Set down, please, exactly the lines below that run from the line with "Each pair is formatted like [197, 33]." to the line with "For every instance of the cabinet door", both lines included.

[Stored data entries]

---------------

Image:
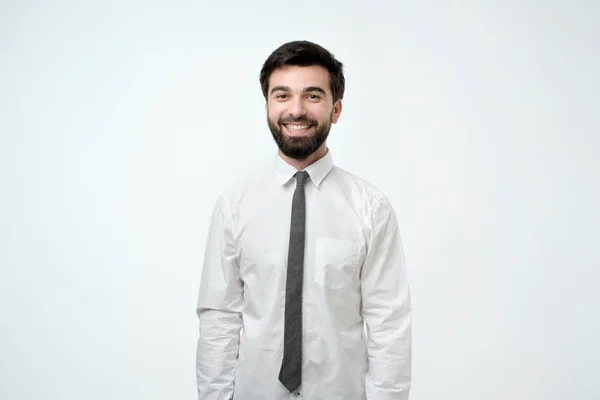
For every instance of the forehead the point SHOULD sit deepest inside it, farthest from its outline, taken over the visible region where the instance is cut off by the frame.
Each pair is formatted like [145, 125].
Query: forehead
[298, 78]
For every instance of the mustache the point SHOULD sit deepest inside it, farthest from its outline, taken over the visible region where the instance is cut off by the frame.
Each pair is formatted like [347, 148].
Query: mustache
[302, 120]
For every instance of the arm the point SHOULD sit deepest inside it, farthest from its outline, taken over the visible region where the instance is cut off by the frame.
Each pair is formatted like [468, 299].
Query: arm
[219, 308]
[387, 309]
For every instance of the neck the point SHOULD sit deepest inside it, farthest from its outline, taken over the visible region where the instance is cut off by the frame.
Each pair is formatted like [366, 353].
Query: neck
[302, 164]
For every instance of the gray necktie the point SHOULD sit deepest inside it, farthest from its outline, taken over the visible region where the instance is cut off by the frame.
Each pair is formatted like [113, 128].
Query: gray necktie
[291, 367]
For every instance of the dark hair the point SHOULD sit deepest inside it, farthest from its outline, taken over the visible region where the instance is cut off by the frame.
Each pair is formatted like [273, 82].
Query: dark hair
[304, 53]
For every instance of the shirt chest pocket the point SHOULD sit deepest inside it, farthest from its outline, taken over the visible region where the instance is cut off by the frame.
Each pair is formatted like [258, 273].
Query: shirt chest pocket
[336, 262]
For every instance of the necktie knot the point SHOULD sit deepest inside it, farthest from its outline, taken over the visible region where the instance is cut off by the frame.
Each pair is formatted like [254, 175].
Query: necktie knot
[301, 178]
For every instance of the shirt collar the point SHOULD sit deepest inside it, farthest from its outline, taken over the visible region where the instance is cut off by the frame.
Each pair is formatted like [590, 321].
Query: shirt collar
[317, 170]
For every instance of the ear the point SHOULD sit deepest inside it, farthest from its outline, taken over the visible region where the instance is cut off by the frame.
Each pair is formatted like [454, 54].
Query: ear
[337, 110]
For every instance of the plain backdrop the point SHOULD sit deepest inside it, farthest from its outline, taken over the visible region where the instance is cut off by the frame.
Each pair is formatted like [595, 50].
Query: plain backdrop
[122, 121]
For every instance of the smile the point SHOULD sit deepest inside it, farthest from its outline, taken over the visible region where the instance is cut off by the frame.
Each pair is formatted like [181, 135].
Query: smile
[297, 128]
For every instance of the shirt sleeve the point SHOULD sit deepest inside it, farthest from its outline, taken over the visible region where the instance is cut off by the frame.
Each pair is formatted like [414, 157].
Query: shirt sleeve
[387, 309]
[219, 309]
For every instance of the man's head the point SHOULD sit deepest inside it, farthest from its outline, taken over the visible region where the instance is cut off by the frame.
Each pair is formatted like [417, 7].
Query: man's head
[303, 85]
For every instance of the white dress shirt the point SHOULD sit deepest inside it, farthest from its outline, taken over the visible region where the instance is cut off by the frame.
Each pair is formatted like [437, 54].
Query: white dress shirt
[356, 301]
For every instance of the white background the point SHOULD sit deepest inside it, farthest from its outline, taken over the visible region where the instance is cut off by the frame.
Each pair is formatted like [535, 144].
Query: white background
[121, 122]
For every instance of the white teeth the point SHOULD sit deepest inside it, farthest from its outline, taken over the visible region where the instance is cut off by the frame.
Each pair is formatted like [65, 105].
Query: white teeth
[297, 127]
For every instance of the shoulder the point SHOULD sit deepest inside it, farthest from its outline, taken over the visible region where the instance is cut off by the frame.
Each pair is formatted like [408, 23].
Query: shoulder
[248, 183]
[359, 187]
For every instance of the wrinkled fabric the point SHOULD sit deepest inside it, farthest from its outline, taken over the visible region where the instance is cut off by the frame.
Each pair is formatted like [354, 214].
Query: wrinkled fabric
[356, 298]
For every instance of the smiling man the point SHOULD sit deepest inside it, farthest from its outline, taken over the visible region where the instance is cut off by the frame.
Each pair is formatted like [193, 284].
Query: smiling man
[303, 291]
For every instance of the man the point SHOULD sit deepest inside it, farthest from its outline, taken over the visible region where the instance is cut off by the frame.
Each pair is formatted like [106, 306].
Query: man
[303, 291]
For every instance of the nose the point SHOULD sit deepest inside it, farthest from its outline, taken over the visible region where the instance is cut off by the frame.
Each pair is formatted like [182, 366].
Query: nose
[297, 108]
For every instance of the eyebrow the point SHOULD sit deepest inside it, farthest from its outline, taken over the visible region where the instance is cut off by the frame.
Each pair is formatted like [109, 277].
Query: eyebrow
[306, 90]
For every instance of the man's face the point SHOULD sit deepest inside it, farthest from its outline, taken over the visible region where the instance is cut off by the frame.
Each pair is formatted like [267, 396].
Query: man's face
[300, 109]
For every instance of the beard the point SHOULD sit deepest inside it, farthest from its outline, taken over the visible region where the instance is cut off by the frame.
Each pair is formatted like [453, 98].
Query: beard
[300, 147]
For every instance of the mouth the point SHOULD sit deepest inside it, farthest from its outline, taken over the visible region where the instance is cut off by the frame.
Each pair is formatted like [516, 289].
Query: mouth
[297, 129]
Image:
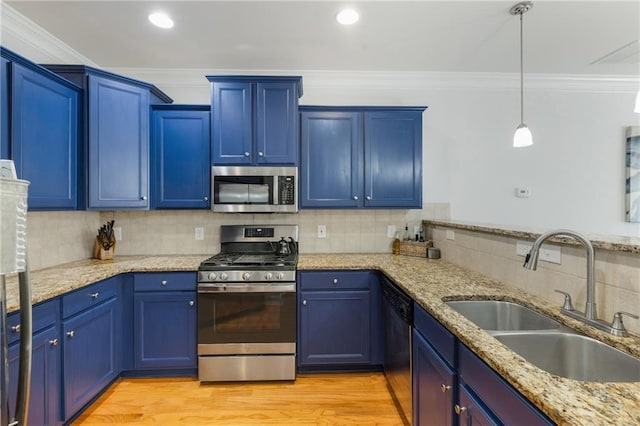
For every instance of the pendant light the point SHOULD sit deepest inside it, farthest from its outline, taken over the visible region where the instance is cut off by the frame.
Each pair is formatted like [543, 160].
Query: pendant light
[523, 136]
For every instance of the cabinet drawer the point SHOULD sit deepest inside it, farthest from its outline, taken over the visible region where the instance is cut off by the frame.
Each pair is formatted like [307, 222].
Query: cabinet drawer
[499, 396]
[435, 333]
[334, 280]
[43, 314]
[165, 281]
[86, 297]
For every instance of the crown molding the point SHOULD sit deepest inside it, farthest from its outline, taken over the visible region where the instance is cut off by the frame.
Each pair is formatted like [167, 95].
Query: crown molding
[27, 38]
[587, 83]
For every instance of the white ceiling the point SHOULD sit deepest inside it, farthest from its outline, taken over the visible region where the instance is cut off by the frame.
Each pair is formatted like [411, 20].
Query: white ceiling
[561, 37]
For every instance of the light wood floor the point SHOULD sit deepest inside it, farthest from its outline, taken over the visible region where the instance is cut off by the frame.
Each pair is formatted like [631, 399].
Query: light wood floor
[313, 399]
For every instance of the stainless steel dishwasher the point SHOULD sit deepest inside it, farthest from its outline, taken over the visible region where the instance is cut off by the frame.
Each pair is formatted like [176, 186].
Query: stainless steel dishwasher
[397, 312]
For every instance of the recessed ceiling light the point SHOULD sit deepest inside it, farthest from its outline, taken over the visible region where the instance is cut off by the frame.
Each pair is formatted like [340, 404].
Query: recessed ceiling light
[161, 19]
[347, 17]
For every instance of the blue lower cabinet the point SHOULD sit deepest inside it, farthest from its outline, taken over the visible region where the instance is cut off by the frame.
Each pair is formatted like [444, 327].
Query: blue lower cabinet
[44, 404]
[471, 412]
[92, 349]
[339, 320]
[165, 330]
[434, 385]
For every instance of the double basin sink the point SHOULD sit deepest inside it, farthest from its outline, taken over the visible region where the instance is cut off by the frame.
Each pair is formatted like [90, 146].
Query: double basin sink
[549, 345]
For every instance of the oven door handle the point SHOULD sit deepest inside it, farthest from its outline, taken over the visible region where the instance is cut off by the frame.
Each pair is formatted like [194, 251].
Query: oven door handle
[247, 288]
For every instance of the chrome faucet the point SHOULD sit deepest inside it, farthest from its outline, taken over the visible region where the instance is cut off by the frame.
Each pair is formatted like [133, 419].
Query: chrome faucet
[590, 315]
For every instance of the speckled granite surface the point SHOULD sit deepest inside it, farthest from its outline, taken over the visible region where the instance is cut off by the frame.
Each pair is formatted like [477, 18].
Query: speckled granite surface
[429, 282]
[605, 242]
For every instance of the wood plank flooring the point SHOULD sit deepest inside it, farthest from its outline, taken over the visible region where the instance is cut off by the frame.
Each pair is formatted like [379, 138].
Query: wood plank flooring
[313, 399]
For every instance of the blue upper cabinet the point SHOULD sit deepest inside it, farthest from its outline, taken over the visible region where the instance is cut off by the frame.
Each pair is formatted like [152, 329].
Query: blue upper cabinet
[116, 119]
[393, 158]
[361, 157]
[4, 108]
[331, 159]
[181, 168]
[44, 134]
[254, 120]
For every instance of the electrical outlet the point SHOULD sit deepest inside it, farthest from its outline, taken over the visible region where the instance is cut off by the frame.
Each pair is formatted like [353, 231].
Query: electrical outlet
[199, 233]
[548, 253]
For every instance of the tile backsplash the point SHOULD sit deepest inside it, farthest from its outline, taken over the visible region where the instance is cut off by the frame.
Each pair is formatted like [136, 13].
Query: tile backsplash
[617, 274]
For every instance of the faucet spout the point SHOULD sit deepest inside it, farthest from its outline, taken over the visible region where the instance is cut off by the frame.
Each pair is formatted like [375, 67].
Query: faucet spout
[531, 262]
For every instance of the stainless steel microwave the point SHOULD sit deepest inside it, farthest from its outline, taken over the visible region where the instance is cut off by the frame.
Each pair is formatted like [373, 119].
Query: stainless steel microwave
[242, 189]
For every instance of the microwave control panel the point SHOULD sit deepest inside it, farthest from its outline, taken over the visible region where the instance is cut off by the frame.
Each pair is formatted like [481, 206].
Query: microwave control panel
[286, 189]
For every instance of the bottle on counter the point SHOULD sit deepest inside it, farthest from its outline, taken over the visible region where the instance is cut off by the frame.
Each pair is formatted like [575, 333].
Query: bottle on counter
[395, 247]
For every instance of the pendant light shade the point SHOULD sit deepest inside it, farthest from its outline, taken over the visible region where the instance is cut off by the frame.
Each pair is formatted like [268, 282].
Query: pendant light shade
[523, 136]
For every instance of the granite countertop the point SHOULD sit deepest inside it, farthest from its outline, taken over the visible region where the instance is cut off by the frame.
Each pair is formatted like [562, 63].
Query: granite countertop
[604, 242]
[429, 283]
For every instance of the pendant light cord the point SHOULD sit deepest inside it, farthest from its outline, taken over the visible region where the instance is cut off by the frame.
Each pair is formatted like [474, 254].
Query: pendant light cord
[521, 73]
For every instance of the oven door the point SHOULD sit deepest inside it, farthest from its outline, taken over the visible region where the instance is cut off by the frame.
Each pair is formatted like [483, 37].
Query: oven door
[246, 318]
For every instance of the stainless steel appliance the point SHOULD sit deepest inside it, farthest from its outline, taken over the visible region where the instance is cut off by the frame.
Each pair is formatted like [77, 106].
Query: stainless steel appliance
[13, 258]
[397, 312]
[247, 305]
[254, 189]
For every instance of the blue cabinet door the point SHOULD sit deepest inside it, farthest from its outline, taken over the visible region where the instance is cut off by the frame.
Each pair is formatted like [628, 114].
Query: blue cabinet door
[334, 328]
[331, 159]
[434, 385]
[165, 330]
[118, 144]
[231, 124]
[276, 123]
[471, 412]
[4, 108]
[44, 403]
[44, 133]
[91, 354]
[393, 159]
[181, 167]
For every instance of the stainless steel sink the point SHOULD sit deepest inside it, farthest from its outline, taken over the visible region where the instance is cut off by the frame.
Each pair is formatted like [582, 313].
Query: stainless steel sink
[496, 315]
[573, 356]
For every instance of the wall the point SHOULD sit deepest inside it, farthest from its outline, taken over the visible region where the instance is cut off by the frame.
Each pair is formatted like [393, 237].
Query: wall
[617, 274]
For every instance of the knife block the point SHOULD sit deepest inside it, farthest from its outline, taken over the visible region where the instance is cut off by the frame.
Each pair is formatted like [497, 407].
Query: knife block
[100, 253]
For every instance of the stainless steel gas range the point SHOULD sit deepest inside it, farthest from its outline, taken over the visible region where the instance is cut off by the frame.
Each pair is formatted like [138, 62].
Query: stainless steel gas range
[247, 305]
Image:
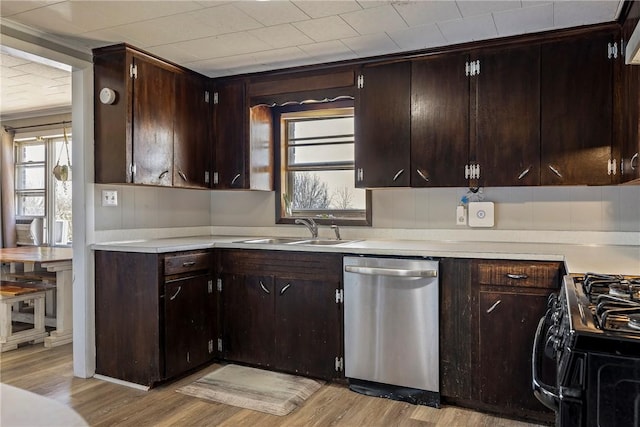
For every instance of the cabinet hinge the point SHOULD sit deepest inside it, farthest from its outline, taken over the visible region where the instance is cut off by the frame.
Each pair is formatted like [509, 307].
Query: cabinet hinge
[472, 68]
[612, 50]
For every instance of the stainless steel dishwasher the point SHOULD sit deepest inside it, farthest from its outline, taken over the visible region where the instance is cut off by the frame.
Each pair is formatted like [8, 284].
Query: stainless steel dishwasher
[391, 338]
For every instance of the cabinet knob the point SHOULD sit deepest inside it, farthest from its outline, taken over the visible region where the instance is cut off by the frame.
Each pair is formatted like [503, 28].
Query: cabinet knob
[397, 175]
[264, 288]
[284, 288]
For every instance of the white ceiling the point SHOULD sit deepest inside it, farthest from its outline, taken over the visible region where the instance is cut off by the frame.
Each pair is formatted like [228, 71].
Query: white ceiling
[219, 38]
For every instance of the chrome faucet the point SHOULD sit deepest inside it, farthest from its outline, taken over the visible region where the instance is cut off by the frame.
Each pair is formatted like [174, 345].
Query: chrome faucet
[336, 229]
[310, 224]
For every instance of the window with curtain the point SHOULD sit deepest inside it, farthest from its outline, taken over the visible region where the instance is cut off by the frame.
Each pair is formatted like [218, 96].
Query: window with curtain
[39, 193]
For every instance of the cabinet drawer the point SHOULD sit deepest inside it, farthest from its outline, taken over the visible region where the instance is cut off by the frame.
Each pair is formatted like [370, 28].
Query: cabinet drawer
[184, 263]
[515, 273]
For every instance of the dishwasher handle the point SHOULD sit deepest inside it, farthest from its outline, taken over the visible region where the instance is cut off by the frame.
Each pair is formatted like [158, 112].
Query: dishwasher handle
[394, 272]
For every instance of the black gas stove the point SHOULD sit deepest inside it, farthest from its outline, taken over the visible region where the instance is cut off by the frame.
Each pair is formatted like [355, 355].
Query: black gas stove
[591, 337]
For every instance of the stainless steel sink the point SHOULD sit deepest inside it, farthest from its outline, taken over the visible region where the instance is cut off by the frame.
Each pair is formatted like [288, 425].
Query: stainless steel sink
[324, 242]
[273, 240]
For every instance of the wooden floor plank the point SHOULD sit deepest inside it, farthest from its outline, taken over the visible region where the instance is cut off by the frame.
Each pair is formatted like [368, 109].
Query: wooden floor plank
[49, 372]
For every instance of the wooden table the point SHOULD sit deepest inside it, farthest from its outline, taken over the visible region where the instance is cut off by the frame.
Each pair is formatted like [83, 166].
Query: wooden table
[53, 259]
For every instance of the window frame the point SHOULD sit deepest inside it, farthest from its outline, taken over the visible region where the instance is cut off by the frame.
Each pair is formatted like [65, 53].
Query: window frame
[50, 138]
[281, 168]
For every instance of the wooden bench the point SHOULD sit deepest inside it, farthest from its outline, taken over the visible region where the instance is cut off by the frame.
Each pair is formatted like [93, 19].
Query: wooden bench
[16, 292]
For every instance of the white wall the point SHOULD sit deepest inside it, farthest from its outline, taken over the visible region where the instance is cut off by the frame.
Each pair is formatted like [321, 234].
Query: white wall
[607, 208]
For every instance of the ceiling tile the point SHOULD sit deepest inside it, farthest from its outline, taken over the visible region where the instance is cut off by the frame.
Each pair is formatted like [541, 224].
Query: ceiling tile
[283, 35]
[375, 20]
[272, 13]
[468, 29]
[221, 46]
[371, 45]
[427, 12]
[332, 50]
[319, 9]
[525, 20]
[323, 29]
[368, 4]
[422, 37]
[574, 13]
[8, 7]
[473, 8]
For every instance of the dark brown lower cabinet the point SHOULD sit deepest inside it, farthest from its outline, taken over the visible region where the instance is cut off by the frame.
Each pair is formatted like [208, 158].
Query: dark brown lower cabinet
[489, 311]
[279, 310]
[155, 314]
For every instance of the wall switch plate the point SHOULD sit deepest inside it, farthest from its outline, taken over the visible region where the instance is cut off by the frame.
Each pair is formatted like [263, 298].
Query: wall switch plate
[461, 215]
[481, 214]
[109, 198]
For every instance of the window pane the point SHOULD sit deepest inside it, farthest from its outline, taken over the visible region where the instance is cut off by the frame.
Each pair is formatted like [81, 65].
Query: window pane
[322, 127]
[31, 205]
[325, 190]
[321, 154]
[31, 153]
[30, 177]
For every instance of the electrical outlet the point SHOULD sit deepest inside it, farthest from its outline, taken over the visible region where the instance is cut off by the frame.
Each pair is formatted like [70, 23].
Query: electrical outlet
[109, 198]
[461, 215]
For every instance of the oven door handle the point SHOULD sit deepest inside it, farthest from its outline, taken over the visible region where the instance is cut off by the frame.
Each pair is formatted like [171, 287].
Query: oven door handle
[545, 393]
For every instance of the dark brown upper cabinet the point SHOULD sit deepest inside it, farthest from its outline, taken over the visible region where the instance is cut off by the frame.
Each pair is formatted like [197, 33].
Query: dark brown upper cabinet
[577, 111]
[439, 121]
[383, 126]
[505, 117]
[230, 126]
[627, 147]
[138, 131]
[243, 153]
[191, 141]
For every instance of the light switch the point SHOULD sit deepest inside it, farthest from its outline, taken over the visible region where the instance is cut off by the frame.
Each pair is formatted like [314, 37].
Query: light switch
[109, 198]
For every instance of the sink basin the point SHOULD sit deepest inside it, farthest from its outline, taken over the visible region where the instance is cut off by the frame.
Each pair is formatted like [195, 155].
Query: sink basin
[321, 242]
[272, 240]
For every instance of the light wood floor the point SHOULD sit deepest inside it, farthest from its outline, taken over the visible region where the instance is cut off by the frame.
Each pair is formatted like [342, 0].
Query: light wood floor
[49, 372]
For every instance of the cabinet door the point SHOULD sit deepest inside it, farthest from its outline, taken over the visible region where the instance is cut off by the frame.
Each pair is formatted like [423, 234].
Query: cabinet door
[248, 318]
[506, 136]
[189, 313]
[439, 122]
[383, 126]
[231, 125]
[307, 327]
[191, 145]
[507, 326]
[629, 140]
[576, 111]
[153, 113]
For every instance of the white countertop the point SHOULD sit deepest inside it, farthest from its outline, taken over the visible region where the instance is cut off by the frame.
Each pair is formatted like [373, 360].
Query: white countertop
[578, 258]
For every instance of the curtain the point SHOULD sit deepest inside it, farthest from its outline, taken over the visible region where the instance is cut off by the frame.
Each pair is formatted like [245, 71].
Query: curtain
[7, 208]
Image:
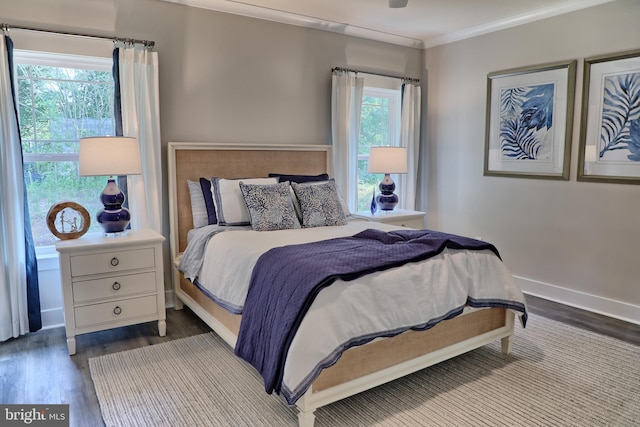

---------------

ANSWER SECTION:
Each pair is formatted like [197, 33].
Query: dark brown upper cabinet
[577, 111]
[439, 121]
[383, 126]
[505, 117]
[230, 126]
[627, 147]
[138, 131]
[243, 153]
[191, 141]
For every instance of the light switch the point SHOULD sit deepest inside it, farthest from its outline, taken over the visible region where the instance is cut off by the frame.
Each pair is formatted like [314, 37].
Query: light switch
[109, 198]
For every instance of the sink basin the point SHOULD sit deepest inside it, farthest from its outline, taken over the visible region where the instance is cut off by the frame.
Each pair is formatted like [195, 155].
Query: sink basin
[321, 242]
[272, 240]
For every instance of the light wood floor the point SHOULD sit deepest inside it, farthest from its outline, taken over the visible region where the instance is cut off by the frame.
Each pair is formatted like [342, 0].
Query: light wood floor
[49, 372]
For every instance of the cabinet door the point SHOULD sit deepest inside it, farthest from its outline, taken over the visible region where the instance is cut off by the frame.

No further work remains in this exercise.